Ausgewählter Textabschnitt
• • • • •

I. Der Antrag auf gerichtliche Entscheidung wird als unzulässig verworfen.
II. Die Rechtsbeschwerde wird nicht zugelassen.
III. Der Geschäftswert wird auf 5.000,00 € festgesetzt.

Gründe

I.
1
Die Antragstellerin, die in dem beim Amtsgericht Wolfratshausen, Insolvenzgericht unter dem Az. IN 131/20 geführten Insolvenzverfahren über das Vermögen der Sch. GmbH unter der Tabellennummer 66 Forderungen in Höhe von 107.759,56 € sowie 215.519,13 € angemeldet hat, begehrt mit ihrem Antrag auf gerichtliche Entscheidung eine Anordnung gegenüber dem Insolvenzgericht, Zwischen- bzw. Schlussrechnungen des Verwalters nebst Belegwesen auf der Geschäftsstelle auszulegen.
2
Die Forderungen der Antragstellerin wurden vom Insolvenzverwalter in voller Höhe bestritten und nicht festgestellt. Sie sind im Verteilungsverzeichnis vom 19. November 2021, aktualisiert am 19. Januar 2022, als „bestritten - Quote zurückbehalten“ vermerkt und Gegenstand einer Feststellungsklage. Der durch den Insolvenzverwalter am 23. März 2021 vorgelegte Insolvenzplan, der ein vom Regelverfahren abweichendes Vorgehen zur Fortführung des Geschäftsbetriebs der Schuldnerin vorsieht, wurde von den Gläubigern angenommen und mit gerichtlichem Beschluss vom 29. April 2021 bestätigt. Die hiergegen erhobene sofortige Beschwerde der Antragstellerin, die im Prüfungs- und Abstimmungstermin gegen den Insolvenzplan gestimmt hatte, verwarf das Landgericht mit Beschluss vom 14. Juni 2021 als unzulässig.
3
Mit Schriftsätzen vom 3. August 2021 und 11. August 2021 beantragte die Antragstellerin Einsicht in diverse Unterlagen aus der Insolvenzakte, die vom Gericht gewährt wurde. Ergänzend forderte sie das Gericht mit Schriftsatz vom 11. August 2021, eingegangen am 16. September 2021, auf, die bislang nicht bei den Insolvenzakten befindliche Buchhaltung für das vorläufige Verfahren beim Insolvenzverwalter anzufordern, und wiederholte ihren Antrag vom 16. August 2021, diese gemäß § 21 Abs. 2 Nr. 1, § 66 Abs. 2 Satz 2 InsO zur Einsicht auszulegen. Der hierzu angehörte Insolvenzverwalter vertrat in seiner Stellungnahme vom 21. September 2021 den Standpunkt, dass der Hinweis der Antragstellerin auf Auslegung der Rechnungslegung fehlgehe, da auf die Rechnungslegung im rechtskräftigen Insolvenzplan ausdrücklich verzichtet worden sei. Die Antragstellerin beharrte in der Folgezeit darauf, dass das Insolvenzgericht die Buchhaltungsunterlagen nebst Belegwesen einschließlich der Sach- und Geldkontenblätter für das vorläufige und das eröffnete Verfahren zur Ansicht aller Beteiligter auszulegen habe. Die Auslegungsverpflichtungen aus §§ 66 ff. InsO stünden nicht zur Disposition im Insolvenzplan, vielmehr regele § 217 InsO abschließend den Umfang der dispositiven Vorschriften. Der Insolvenzplan könne die Rechte und Pflichten des Insolvenzgerichts nicht beschränken, das seiner gesetzlichen Verpflichtung nachzukommen habe. Auch die Schlussrechnung des Verwalters für das vorläufige und das eröffnete Verfahren nebst Belegen sei auszulegen. Da der Verwalter in seinen Vergütungsanträgen keine Angaben gemäß § 8 Abs. 2 InsVV gemacht habe, habe die Antragstellerin, die sich gegen dessen Anträge beschwere, sogar ein berechtigtes Interesse, die Buchhaltungsunterlagen einzusehen. Außerdem sei das Verteilungsverzeichnis, das die Forderungen der Antragstellerin nicht oder nicht in voller Höhe enthalte, fehlerhaft und zu berichtigen.

• • • • •

Inhalt der Auflistung
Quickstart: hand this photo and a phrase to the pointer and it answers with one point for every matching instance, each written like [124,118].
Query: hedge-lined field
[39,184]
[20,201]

• • • • •

Aufgabenstellung
**a)** Fassen Sie den Absatz des ausgewählten Textabschnitts, der mit „Die Forderungen der Antragstellerin wurden“ beginnt, als knappe Stichpunktliste zusammen und behalten Sie dabei die wesentlichen Fakten bei.
**b)** Schreiben Sie bitte einen Teil des ausgewählten Textabschnitts wortgetreu ab, beginnend bei „I. Der Antrag“ und endend bei „der Geschäftsstelle auszulegen.“.

Lösungen
**a)**
- Der Insolvenzverwalter hat die Forderungen der Antragstellerin in voller Höhe bestritten. Sie wurden nicht festgestellt.
- Im Verteilungsverzeichnis vom 19. November 2021, aktualisiert am 19. Januar 2022, sind sie als „bestritten - Quote zurückbehalten“ vermerkt. Außerdem sind sie Gegenstand einer Feststellungsklage.
- Der Insolvenzverwalter hat am 23. März 2021 einen Insolvenzplan vorgelegt, der zur Fortführung des Geschäftsbetriebs vom Regelverfahren abweicht. Die Gläubiger haben ihn angenommen, und das Gericht hat ihn mit Beschluss vom 29. April 2021 bestätigt.
- Die Antragstellerin hatte gegen den Plan gestimmt und sofortige Beschwerde erhoben. Das Landgericht hat diese mit Beschluss vom 14. Juni 2021 als unzulässig verworfen.

**b)**
I. Der Antrag auf gerichtliche Entscheidung wird als unzulässig verworfen.
II. Die Rechtsbeschwerde wird nicht zugelassen.
III. Der Geschäftswert wird auf 5.000,00 € festgesetzt.

Gründe

I.
1
Die Antragstellerin, die in dem beim Amtsgericht Wolfratshausen, Insolvenzgericht unter dem Az. IN 131/20 geführten Insolvenzverfahren über das Vermögen der Sch. GmbH unter der Tabellennummer 66 Forderungen in Höhe von 107.759,56 € sowie 215.519,13 € angemeldet hat, begehrt mit ihrem Antrag auf gerichtliche Entscheidung eine Anordnung gegenüber dem Insolvenzgericht, Zwischen- bzw. Schlussrechnungen des Verwalters nebst Belegwesen auf der Geschäftsstelle auszulegen.